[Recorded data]

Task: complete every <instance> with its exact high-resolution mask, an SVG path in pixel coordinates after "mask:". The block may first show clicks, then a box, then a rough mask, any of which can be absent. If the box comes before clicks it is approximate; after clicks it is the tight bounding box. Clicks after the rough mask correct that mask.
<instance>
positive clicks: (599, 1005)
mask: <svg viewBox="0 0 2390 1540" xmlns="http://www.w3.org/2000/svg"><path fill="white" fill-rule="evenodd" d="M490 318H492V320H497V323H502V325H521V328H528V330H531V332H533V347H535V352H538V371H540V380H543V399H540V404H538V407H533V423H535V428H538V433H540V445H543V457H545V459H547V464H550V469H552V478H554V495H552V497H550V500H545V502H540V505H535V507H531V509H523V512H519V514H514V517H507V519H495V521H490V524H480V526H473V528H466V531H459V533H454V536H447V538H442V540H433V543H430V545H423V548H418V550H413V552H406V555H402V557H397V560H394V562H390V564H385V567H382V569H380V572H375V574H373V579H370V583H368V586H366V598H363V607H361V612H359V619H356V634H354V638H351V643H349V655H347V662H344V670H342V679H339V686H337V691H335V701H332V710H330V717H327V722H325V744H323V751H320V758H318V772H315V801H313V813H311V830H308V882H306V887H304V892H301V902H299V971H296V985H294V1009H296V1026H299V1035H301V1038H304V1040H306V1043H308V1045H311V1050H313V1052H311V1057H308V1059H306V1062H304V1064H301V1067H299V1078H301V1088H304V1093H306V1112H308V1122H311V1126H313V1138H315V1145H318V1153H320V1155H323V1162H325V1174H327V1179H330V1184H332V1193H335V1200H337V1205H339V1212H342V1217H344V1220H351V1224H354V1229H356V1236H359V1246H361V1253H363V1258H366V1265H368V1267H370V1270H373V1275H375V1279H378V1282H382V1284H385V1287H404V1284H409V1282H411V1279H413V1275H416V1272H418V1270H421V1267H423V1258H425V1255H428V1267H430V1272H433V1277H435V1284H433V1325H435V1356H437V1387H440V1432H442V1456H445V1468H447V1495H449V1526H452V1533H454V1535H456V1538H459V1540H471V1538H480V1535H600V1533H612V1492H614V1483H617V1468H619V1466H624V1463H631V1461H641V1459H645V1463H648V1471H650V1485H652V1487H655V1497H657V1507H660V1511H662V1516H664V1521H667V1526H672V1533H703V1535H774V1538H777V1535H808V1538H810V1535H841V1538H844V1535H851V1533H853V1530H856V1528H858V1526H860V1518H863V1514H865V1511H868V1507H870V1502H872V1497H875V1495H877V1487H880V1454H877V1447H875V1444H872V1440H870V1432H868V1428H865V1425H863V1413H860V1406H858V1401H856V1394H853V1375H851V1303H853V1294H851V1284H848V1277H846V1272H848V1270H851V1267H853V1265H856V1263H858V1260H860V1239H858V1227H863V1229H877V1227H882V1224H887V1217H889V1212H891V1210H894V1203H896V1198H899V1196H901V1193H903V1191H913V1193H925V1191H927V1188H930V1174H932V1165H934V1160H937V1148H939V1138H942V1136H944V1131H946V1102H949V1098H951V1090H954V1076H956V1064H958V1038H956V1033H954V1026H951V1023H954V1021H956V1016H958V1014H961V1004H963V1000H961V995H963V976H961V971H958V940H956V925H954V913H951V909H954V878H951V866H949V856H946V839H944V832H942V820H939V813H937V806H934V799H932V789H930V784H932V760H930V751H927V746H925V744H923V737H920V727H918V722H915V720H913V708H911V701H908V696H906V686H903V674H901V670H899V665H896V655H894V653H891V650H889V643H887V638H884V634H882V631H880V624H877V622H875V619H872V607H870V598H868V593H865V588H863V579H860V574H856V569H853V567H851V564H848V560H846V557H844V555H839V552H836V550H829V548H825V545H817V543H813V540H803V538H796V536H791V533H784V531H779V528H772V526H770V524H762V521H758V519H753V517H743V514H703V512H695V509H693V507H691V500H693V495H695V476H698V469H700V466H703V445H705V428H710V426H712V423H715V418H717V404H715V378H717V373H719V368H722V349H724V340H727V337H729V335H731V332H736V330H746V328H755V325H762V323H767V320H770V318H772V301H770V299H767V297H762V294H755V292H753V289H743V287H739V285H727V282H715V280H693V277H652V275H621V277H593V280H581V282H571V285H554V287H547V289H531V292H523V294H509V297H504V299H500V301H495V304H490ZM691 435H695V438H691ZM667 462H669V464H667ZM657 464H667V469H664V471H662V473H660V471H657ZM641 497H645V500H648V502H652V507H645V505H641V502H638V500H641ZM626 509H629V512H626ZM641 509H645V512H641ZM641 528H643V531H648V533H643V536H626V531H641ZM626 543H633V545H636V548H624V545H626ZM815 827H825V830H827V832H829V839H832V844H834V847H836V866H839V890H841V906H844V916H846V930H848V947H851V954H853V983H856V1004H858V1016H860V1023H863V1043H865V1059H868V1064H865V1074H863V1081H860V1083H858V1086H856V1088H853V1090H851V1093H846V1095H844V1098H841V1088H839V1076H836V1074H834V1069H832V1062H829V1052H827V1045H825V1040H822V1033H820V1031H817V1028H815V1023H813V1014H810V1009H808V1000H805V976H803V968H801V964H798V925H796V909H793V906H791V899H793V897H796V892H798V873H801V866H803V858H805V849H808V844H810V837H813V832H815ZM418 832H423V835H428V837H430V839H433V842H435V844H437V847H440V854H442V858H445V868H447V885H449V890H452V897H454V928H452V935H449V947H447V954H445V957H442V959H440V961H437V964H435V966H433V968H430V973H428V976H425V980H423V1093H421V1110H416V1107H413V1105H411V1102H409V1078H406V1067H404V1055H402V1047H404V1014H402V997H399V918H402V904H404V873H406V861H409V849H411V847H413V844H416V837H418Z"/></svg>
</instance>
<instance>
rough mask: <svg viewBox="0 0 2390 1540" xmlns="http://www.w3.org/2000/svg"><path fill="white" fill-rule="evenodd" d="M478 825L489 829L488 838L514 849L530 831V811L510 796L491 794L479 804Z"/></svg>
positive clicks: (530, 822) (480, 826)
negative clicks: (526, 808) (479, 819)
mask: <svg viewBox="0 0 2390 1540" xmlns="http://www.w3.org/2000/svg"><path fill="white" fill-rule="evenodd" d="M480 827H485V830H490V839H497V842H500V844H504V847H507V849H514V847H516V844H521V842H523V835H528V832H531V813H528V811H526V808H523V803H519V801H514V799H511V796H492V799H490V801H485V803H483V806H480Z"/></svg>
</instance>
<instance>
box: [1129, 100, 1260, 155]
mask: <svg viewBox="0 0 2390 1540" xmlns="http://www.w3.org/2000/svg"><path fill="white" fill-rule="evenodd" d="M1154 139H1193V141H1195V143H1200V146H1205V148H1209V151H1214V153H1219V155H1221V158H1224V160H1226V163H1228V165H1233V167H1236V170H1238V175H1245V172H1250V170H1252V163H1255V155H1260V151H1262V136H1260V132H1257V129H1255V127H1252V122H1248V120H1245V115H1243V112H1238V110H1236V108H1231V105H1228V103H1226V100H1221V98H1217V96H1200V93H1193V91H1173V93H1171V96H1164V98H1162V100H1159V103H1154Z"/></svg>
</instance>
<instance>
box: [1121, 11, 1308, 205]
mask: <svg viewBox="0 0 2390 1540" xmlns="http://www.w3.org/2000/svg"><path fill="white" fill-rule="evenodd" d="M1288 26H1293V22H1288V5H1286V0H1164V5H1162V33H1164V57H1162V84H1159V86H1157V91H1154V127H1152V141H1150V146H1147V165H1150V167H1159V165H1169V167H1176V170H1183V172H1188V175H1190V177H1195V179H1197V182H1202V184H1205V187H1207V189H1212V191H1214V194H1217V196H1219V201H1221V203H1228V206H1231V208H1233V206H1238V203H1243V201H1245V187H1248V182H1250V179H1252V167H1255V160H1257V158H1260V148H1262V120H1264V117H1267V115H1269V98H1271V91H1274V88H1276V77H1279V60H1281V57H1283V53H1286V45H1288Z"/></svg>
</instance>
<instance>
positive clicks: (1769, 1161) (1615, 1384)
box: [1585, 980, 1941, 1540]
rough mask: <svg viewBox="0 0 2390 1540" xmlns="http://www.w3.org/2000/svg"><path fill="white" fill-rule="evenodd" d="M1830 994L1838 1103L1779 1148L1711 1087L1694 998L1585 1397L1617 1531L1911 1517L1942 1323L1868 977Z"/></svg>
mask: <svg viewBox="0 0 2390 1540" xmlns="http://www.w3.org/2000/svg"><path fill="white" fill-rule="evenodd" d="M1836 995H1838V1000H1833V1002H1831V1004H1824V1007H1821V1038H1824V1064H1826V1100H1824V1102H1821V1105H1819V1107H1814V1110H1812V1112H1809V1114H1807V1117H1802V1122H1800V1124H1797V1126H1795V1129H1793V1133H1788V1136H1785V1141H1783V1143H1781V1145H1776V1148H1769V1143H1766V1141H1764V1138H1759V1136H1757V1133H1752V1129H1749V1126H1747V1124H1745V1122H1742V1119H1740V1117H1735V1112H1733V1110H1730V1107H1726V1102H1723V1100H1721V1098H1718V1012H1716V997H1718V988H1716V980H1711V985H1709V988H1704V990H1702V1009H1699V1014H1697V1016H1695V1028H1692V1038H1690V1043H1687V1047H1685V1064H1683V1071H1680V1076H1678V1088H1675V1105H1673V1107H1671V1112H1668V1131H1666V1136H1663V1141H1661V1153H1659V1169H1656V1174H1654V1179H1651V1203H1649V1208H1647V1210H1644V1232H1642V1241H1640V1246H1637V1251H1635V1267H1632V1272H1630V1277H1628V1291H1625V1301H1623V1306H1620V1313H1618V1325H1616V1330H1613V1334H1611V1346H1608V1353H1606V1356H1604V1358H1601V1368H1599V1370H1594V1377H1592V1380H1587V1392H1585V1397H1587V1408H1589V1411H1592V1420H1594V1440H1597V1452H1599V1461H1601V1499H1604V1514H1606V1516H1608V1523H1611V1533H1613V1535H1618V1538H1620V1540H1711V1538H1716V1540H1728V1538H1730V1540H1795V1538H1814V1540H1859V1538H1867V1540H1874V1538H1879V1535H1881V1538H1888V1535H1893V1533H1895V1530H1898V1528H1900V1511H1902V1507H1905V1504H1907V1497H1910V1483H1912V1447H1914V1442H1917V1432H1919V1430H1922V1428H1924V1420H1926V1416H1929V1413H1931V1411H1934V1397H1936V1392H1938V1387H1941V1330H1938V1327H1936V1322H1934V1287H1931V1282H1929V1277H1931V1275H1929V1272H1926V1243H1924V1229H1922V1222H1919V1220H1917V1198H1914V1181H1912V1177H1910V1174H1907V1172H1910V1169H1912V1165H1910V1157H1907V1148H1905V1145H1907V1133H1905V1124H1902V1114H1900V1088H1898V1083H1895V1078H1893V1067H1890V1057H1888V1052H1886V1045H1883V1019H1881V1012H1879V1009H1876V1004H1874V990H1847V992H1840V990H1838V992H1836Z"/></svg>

WORK TO BE COMPLETED
Copy out the records word for word, from the first line through the line containing "positive clicks: (599, 1005)", including that line.

FINAL ANSWER
Task: complete every <instance> with its exact high-resolution mask, an SVG path in pixel coordinates after "mask:". The block may first show clicks, then a box, then a rough mask, any of which can be absent. If the box comes before clicks it is approximate; after clicks it is the tight bounding box. Clicks after the rough mask correct that mask.
<instance>
positive clicks: (599, 1005)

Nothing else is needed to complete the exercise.